Work to do: Locate each line in the entries below that contains the string "umbrella", and copy those lines out. Treat uppercase and lowercase as different.

Supplied records:
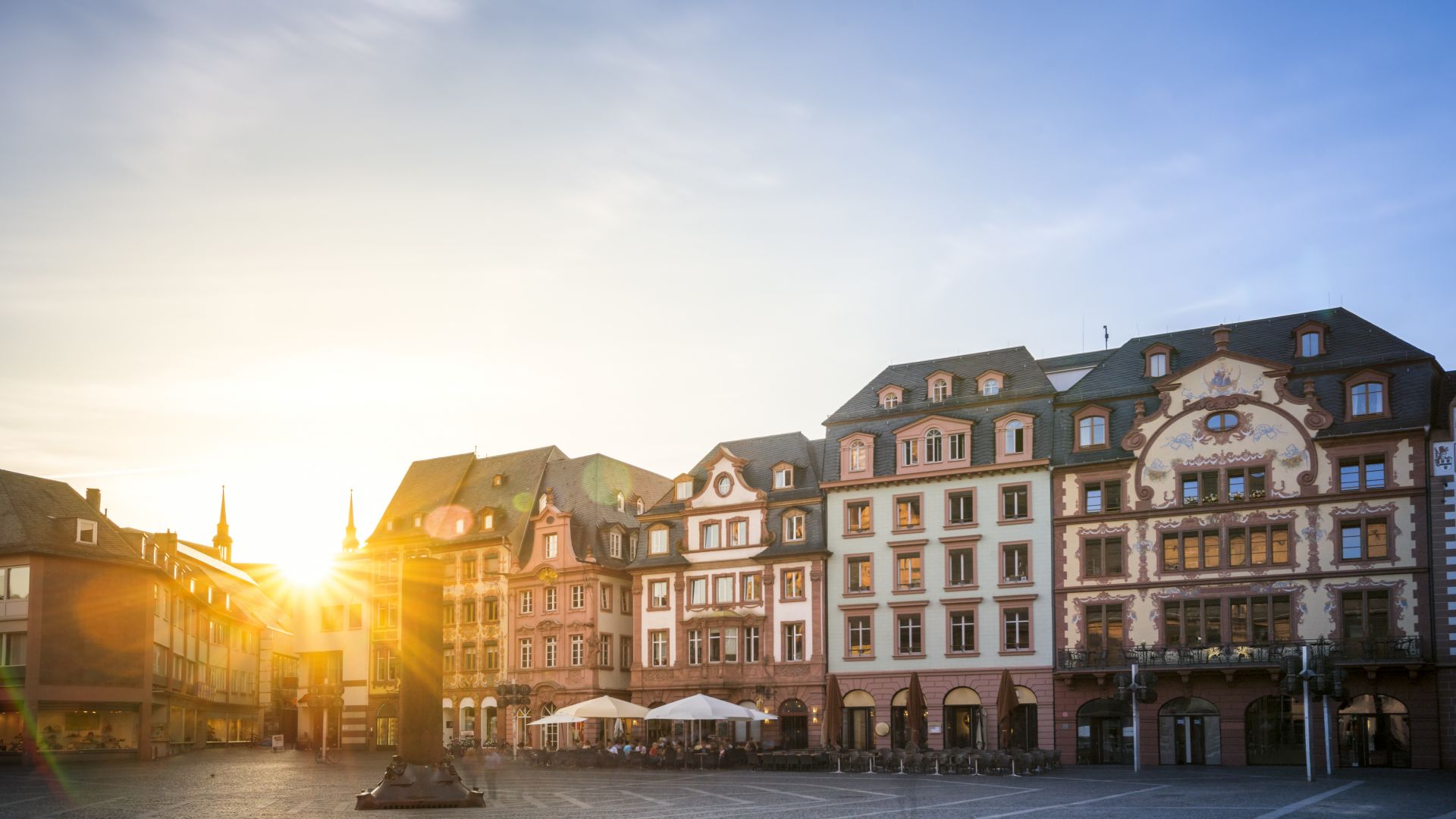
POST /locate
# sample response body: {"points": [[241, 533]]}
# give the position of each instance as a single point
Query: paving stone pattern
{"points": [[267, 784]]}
==
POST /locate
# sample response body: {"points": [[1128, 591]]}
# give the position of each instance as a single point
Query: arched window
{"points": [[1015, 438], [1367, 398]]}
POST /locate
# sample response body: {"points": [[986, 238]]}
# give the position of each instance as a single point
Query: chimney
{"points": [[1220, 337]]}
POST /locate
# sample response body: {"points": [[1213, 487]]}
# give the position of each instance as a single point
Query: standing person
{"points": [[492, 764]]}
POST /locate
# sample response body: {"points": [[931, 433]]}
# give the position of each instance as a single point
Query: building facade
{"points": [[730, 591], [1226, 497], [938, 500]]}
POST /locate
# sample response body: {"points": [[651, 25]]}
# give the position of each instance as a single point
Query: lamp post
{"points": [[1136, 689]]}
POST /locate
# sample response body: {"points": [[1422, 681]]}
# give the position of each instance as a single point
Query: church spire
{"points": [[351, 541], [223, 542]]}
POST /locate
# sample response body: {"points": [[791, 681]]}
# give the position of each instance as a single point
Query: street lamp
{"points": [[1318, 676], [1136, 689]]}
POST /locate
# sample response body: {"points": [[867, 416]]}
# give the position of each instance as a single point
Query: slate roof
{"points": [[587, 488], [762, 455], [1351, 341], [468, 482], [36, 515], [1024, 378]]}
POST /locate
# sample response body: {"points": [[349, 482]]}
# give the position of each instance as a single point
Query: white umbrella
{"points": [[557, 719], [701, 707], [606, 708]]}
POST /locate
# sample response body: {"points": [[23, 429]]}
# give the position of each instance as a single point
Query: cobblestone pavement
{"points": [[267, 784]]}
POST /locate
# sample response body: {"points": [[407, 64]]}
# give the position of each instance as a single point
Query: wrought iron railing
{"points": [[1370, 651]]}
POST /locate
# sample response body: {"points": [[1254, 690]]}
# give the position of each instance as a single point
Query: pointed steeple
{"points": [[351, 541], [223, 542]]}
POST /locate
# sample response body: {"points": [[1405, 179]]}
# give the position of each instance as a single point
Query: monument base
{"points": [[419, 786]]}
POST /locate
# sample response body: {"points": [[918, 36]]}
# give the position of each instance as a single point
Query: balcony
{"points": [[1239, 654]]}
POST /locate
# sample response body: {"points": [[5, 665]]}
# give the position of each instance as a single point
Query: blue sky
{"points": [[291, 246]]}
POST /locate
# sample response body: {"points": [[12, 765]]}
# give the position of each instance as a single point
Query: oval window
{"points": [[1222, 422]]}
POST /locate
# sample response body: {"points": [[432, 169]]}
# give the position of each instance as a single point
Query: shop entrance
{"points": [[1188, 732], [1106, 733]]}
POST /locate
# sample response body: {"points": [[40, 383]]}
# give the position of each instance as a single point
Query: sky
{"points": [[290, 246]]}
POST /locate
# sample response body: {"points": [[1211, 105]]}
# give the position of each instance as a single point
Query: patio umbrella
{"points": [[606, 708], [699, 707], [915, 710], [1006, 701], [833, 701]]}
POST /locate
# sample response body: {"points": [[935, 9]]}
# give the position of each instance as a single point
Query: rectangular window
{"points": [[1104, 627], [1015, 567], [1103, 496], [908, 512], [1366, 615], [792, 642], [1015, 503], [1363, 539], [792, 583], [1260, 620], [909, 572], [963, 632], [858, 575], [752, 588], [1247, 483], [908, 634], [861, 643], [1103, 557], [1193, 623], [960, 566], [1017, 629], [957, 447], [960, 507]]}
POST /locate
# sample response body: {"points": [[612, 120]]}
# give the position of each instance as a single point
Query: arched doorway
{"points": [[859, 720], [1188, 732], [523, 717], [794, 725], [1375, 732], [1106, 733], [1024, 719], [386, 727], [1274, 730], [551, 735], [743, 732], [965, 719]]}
==
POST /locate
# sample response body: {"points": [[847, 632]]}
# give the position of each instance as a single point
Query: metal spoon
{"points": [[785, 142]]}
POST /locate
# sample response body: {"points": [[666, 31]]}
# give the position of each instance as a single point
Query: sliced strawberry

Answer for this exercise:
Query: white umbrella
Query: patio umbrella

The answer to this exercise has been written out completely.